-- Begin --
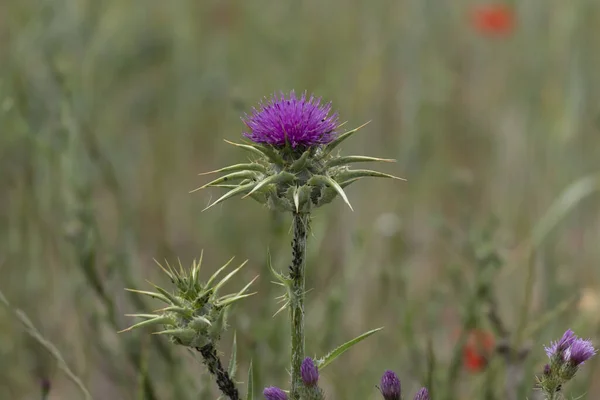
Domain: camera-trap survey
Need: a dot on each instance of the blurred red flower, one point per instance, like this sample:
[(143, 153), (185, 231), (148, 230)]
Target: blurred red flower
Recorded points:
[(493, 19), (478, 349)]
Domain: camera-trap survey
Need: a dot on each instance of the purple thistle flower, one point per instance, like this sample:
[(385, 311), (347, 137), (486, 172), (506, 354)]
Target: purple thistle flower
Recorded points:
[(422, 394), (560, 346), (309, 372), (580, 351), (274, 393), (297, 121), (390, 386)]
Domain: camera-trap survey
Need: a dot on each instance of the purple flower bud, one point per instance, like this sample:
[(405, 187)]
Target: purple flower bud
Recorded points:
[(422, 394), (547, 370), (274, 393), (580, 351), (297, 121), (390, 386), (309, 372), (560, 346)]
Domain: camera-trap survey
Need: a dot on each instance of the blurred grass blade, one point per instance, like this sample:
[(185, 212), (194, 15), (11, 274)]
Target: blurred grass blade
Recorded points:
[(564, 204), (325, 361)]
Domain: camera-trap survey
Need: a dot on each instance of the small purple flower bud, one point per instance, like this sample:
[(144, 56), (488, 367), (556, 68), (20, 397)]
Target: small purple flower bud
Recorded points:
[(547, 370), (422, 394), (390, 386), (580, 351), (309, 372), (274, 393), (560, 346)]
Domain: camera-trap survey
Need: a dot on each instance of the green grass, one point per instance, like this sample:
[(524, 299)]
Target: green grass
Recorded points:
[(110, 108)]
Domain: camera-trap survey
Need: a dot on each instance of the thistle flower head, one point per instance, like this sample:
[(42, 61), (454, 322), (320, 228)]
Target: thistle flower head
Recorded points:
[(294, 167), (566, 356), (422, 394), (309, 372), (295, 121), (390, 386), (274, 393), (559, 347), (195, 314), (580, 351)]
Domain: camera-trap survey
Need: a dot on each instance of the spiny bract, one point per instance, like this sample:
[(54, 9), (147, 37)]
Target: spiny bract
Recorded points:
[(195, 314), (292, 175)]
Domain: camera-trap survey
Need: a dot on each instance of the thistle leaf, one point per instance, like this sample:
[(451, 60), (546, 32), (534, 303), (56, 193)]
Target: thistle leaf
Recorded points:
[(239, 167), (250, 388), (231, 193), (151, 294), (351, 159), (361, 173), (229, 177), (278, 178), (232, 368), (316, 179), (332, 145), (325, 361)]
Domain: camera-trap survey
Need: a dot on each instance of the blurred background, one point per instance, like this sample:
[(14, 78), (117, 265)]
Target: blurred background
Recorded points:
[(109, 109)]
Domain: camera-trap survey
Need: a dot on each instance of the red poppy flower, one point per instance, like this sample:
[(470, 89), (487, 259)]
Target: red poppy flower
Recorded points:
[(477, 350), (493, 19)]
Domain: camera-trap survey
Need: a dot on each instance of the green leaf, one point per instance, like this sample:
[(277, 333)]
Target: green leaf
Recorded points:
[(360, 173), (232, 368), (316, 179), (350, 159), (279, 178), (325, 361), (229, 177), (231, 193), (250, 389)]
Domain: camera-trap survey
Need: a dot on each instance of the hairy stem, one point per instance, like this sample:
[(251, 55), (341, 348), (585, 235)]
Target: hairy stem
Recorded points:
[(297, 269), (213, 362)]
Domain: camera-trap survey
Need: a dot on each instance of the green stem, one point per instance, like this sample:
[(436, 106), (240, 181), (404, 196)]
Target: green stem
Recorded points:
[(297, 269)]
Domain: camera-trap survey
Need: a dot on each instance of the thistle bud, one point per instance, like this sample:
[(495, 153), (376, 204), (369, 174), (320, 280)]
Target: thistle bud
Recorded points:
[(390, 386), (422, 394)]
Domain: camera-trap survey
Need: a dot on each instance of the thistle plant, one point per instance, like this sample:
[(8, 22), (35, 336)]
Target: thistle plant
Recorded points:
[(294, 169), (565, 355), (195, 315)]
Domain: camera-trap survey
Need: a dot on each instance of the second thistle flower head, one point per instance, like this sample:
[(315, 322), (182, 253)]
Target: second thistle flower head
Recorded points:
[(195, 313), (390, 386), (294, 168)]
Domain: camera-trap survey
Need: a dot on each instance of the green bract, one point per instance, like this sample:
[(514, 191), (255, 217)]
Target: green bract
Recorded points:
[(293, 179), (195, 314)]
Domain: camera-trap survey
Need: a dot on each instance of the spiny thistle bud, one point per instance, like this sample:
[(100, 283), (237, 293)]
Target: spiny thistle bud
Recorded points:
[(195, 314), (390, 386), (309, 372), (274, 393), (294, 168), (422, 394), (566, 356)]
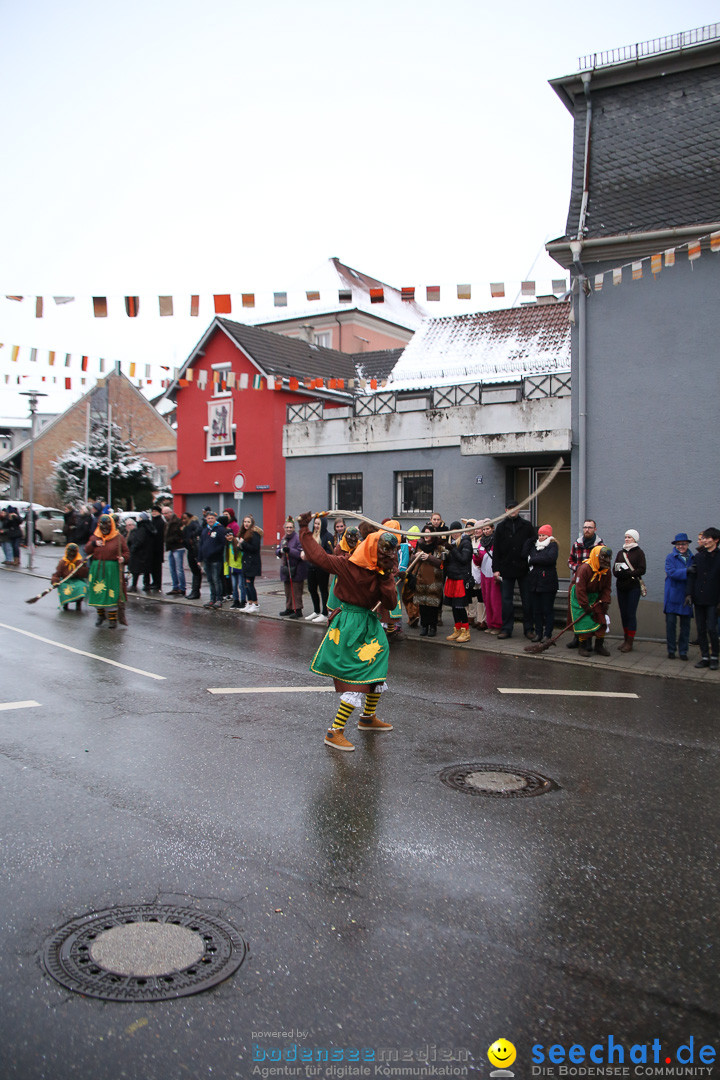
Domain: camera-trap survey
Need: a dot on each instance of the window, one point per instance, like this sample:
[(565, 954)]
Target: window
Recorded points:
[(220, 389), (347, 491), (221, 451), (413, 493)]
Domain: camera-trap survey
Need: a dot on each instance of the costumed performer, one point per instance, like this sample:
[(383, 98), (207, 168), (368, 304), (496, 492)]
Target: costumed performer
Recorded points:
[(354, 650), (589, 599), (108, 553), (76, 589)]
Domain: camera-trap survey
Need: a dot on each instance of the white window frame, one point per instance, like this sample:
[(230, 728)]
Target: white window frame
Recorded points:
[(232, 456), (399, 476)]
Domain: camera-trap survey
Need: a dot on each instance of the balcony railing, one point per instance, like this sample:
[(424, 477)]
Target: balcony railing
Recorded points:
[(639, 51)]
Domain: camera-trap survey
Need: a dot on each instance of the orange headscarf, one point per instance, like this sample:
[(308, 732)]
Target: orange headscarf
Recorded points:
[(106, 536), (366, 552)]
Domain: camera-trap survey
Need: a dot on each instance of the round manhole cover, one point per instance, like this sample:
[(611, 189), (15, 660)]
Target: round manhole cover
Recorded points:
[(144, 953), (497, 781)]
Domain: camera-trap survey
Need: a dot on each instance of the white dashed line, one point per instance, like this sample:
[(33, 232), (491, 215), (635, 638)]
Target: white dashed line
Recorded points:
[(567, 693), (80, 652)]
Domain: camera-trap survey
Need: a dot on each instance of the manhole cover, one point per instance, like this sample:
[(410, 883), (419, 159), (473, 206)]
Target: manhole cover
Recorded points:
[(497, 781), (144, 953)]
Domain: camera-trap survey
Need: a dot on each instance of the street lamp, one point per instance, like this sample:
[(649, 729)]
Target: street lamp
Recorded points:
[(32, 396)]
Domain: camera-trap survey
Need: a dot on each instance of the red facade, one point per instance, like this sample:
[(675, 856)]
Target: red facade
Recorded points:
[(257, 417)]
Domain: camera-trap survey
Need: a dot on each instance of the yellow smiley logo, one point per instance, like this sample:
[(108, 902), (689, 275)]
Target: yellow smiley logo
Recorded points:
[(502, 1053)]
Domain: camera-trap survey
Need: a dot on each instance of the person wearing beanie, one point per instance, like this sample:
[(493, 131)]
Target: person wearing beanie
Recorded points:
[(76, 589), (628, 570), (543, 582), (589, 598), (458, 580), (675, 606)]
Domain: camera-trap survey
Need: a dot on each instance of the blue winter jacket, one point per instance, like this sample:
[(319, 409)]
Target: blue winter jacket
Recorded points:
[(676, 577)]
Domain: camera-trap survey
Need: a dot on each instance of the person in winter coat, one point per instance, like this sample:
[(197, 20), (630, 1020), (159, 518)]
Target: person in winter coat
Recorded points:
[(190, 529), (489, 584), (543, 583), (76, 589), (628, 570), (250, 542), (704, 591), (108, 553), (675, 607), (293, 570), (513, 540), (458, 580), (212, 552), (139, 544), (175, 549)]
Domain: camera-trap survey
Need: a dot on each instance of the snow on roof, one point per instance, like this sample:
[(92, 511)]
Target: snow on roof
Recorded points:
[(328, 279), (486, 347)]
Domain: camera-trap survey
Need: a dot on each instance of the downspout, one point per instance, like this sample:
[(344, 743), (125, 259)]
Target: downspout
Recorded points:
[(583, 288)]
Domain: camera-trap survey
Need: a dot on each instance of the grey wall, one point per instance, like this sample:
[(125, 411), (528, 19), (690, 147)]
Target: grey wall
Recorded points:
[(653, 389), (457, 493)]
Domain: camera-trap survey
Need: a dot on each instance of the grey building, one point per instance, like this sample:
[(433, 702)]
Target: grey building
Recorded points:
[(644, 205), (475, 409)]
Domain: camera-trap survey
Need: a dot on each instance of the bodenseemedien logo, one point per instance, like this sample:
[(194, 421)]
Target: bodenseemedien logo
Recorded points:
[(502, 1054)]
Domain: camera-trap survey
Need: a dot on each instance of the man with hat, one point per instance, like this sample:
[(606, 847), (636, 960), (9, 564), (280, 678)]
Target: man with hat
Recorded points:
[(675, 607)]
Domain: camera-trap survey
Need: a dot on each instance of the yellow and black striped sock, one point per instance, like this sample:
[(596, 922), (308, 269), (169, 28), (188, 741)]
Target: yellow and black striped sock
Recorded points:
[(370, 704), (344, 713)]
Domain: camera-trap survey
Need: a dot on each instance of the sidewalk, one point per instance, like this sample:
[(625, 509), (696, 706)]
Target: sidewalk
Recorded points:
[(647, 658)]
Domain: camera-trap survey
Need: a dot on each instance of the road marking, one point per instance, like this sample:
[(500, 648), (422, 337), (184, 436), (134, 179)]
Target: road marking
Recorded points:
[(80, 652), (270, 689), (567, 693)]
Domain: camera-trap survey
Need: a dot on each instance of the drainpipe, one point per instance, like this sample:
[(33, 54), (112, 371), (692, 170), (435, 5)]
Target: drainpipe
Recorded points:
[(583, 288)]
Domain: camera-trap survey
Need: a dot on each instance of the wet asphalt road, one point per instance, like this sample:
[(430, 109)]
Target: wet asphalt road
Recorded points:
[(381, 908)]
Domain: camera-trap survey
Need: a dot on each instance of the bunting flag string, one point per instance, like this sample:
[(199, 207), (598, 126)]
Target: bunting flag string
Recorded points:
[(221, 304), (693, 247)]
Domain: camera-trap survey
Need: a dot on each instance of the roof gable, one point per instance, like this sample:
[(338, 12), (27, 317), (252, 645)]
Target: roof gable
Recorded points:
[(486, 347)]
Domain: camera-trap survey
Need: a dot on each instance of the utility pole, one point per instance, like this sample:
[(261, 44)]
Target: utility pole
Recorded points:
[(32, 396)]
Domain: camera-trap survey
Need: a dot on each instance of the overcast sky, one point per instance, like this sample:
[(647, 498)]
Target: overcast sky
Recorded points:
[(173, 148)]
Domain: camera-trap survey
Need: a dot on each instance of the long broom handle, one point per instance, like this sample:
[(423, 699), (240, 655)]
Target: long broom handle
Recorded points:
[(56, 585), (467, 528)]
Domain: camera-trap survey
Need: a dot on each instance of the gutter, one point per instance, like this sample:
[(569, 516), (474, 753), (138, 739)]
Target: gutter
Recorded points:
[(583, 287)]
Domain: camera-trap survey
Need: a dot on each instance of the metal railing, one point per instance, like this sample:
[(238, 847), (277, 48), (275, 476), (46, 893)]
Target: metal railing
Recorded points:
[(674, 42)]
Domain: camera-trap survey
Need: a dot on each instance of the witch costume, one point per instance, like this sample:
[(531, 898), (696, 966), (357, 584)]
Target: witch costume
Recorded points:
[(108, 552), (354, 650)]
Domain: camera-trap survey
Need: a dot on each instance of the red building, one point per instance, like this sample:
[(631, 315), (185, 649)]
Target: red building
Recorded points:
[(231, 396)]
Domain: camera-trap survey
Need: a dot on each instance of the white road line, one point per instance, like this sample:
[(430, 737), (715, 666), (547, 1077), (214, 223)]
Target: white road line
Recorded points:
-- End --
Task to carry out
List every line of the records above that contains the word "snow", matching its case exactly.

Solution
Need: a dot on each instance of the snow on roof, one point per instance, like this sample:
Target: snow on roof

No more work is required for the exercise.